看護師の仕事は、大きく分けて医師の診療補助と患者の日常生活援助の二つです。

点滴や投薬などのような医師の診療補助だけでなく、食事・入浴の補助やベッドメイキングなど患者の日常生活援助に関する業務も多数あります。

また、緊急の対応や患者の急変、看護記録の作成などによって、勤務時間内に業務が終わらず、残業が続くこともあります。人手不足の現場においては、受け持ち患者の人数とともに、業務量が増えてしまうことが懸念されます。

さらに、医療現場は生命に関わる責任があるため、仕事には常に緊張感が伴います。そのため、看護師が精神的に不安定になって、離職に至るケースもあります。


不規則な勤務形態

勤務が不規則になりやすいことも、人手不足の原因の一つです。

夜勤が必須でないところもありますが、病院で勤務する看護師には夜勤があります。

看護師の人数が少ない夜勤は、現場の繁忙度が高まるほか、急変や緊急入院といったイレギュラー対応も必要となるため、看護師の負担が増加することが問題となっています。

取り組む課題 →
A – 看護師の仕事についての文章を読んで、次の問いに答えてください。
(i) 看護師の仕事は、大きく分けて何と何の二つですか。
(ii) 医療現場の仕事に常に伴うものは何ですか。
(iii) 夜勤で必要となるイレギュラー対応として挙げられている例は何ですか。
B – 次の記述は看護師の仕事についての文章の内容と合っていますか。それぞれ「はい」か「いいえ」で答え、根拠となる箇所を文章からそのまま引用してください。
(i) 病院で勤務する看護師には夜勤がある。
(ii) 夜勤は看護師の人数が多いため、負担が軽い。
(iii) 看護記録の作成が残業につながることがある。

記録データ →
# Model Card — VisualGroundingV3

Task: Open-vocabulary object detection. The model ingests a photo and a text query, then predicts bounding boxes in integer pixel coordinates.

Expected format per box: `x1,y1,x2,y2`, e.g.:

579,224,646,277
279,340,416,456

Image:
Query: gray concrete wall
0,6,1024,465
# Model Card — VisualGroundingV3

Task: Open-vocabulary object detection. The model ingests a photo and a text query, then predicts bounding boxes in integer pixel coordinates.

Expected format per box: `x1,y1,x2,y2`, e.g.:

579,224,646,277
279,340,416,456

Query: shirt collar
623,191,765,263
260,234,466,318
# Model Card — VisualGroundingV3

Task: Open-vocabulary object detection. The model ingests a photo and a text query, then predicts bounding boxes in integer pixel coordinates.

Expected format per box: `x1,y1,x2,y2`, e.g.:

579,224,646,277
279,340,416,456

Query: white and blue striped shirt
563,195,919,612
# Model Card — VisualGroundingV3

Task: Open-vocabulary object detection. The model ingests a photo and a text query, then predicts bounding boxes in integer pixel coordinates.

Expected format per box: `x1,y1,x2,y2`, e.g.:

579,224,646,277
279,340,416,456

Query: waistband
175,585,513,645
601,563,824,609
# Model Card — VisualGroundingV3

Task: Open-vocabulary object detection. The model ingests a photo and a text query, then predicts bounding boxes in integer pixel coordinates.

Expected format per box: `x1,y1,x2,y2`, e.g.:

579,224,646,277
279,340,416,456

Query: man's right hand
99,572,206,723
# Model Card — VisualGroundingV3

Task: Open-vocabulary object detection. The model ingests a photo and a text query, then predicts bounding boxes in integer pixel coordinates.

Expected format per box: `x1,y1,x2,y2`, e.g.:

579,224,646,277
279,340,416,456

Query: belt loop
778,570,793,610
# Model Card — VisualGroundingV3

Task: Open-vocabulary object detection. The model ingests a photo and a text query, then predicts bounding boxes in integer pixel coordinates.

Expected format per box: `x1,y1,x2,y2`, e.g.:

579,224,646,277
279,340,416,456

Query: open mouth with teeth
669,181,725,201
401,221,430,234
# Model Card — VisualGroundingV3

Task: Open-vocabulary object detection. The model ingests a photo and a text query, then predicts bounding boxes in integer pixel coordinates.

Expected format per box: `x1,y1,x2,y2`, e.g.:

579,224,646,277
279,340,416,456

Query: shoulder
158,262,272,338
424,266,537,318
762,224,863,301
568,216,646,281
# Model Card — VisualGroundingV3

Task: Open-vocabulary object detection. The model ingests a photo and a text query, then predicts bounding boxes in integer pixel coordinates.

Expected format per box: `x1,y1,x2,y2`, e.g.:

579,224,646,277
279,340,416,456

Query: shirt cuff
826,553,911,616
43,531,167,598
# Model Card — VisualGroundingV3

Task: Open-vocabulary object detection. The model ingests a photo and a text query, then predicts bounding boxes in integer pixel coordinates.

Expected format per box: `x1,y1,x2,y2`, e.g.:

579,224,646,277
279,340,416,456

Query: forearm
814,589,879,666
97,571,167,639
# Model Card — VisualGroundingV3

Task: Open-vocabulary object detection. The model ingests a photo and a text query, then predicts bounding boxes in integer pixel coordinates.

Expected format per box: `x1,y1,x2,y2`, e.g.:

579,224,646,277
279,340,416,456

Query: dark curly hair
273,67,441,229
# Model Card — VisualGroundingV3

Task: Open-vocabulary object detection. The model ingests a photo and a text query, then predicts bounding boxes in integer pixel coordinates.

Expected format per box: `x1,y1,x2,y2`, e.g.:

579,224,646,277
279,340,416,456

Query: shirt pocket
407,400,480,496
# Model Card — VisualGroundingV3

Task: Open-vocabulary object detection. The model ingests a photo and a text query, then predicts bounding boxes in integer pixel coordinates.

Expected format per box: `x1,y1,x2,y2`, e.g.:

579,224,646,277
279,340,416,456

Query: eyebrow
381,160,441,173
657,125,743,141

解答欄 →
A –
(i) 医師の診療補助と患者の日常生活援助
(ii) 緊張感
(iii) 急変や緊急入院

B –
(i) はい 「病院で勤務する看護師には夜勤があります」
(ii) いいえ 「看護師の人数が少ない夜勤は、現場の繁忙度が高まるほか、急変や緊急入院といったイレギュラー対応も必要となるため、看護師の負担が増加することが問題となっています」
(iii) はい 「看護記録の作成などによって、勤務時間内に業務が終わらず、残業が続くこともあります」